Extrait du document:
______
PS : en IMAP, tu peux gérer les mails stockés sur le serveur depuis ton logiciel de courrier électronique. Donc ça ne sert à rien d'avoir le compte mail en POP sur un "support de travail" et en IMAP sur un autre.


----------



## roopkeed (10 Septembre 2010)

J'ai déja perdu des mails importants sur l'iphone configuré en IMAP. Je ne sais pas ce qui s'est passé. Donc pour moi, l'interet d'un doublon IMAP sur l'iphone et POP sur un ordi fixe c'est d'avoir une sorte de sauvegarde.
J'ai prévu un relevé toutes les 3 min sur le fixe en POP pour la sauvegarde. L'ordi portable et l'iphone chopent les mails en IMAP quand je les allume. Le petit inconvénient est que les mails apparaissent en 'déja lu' et donc c'est pas facile de repérer les nouveaux mails.
une idée ?


----------



## ntx (11 Septembre 2010)

Regarde les réglages possibles dans les préférences. Tu ne nous as pas dit quel client tu utilisais. Dans certains il est possible de régler le changement d'état du drapeau "lu" mais je n'ai rien vu de tel dans Mail.


----------



## Fmparis (11 Septembre 2010)

Sinon tu fais juste une règle pour tous les mails entrant / marquer comme non lu.
Comme ça même les mails déjà lu par ipjone quand ils entrerons dans Mail et seront marqué comme non lu 

Bonne soirée


----------



## abcde50 (31 Mai 2011)

Bonsoir à tous,

J'ai moi aussi galéré un bon moment pour pouvoir paramétrer Mail sur iMac et aussi sur iPhone en IMAP. 
Assistance mac, 3900 d'Orange.. personne pour répondre...

Voici ma méthode et qui fonctionne : 

serveur de réception : imap4.orange.fr
serveur d'envoi smtp : smtp.premium.orange.fr

Dans avancé le port à indiquer : 143 
Préfixe du chemin IMAP : INBOX

Il faut dire que j'ai dû supprimer mon compte POP pour le recréer en IMAP. 

Voilà !


----------



## SkaraB15 (10 Octobre 2014)

Bonjour Himeji,

J'arrive très tard après ta réponse, mais c'est la seule qui me convient dans l'Internet mondial 



Himeji a dit:


> PS : en IMAP, tu peux gérer les mails stockés sur le serveur depuis ton logiciel de courrier électronique. Donc ça ne sert à rien d'avoir le compte mail en POP sur un "support de travail" et en IMAP sur un autre.
______
Informations fournies:
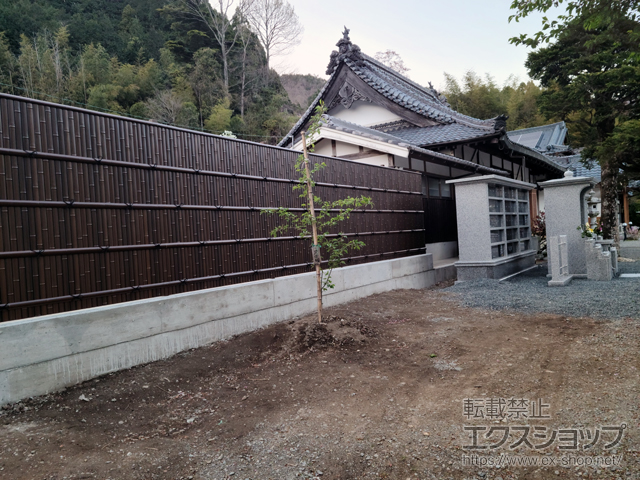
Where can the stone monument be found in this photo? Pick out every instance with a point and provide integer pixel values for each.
(566, 210)
(494, 228)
______
Consignes:
#1 D'après la discussion sur le courrier en IMAP et POP, quel port faut-il saisir dans les réglages avancés selon la méthode de abcde50 ?
#2 Poursuivez la discussion sur la configuration du courrier en IMAP et POP à partir de son dernier message.

Réponses attendues:
#1 Le port 143.

#2
Je souhaite justement avoir un support de travail central (le iMac).
Quand les mails arrivent dessus, ils sont supprimés du serveur et je les stocke par thème.

Mais tant qu'ils n'arrivent pas sur le iMac, quand je suis en déplacement par exemple, ils arrivent sur les autres (iPad, iPhone).

J'ai paramétré toutes les boîtes email sous IMAP mais je pense que les config ne sont pas bonnes.
Je ne sais pas quoi cocher...

J'ai certains mails par exemple qui n'arrivent pas sur le iPhone alors qu'ils arrivent sur les autres machines...

Si tu as un tuyau, je suis preneuse !

Un grand merci


----------



## Deleted member 18124 (10 Octobre 2014)

SkaraB15 a dit:


> Bonjour Himeji,
> 
> J'arrive très tard après ta réponse, mais c'est la seule qui me convient dans l'Internet mondial
> 
> ...



En IMAP les mails restent sur le serveur même après relève des mails et ils sont visibles de la même façon sur tous les appareils.

Quel est ton fournisseur de messagerie ?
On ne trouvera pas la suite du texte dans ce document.